Convert each line of the material into a Markdown table with the columns Row and Line, numbering the rows and leaving out blank lines.

— START Stored rows —

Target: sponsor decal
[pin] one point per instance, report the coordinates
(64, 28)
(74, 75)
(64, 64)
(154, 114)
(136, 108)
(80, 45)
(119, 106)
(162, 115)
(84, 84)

— END Stored rows —

▶ [Full solution]
| Row | Line |
|---|---|
| 1 | Target: sponsor decal |
| 2 | [pin] one point per instance, report the coordinates |
| 3 | (64, 28) |
| 4 | (74, 75) |
| 5 | (64, 64) |
| 6 | (154, 114) |
| 7 | (136, 108) |
| 8 | (80, 45) |
| 9 | (119, 106) |
| 10 | (162, 115) |
| 11 | (84, 84) |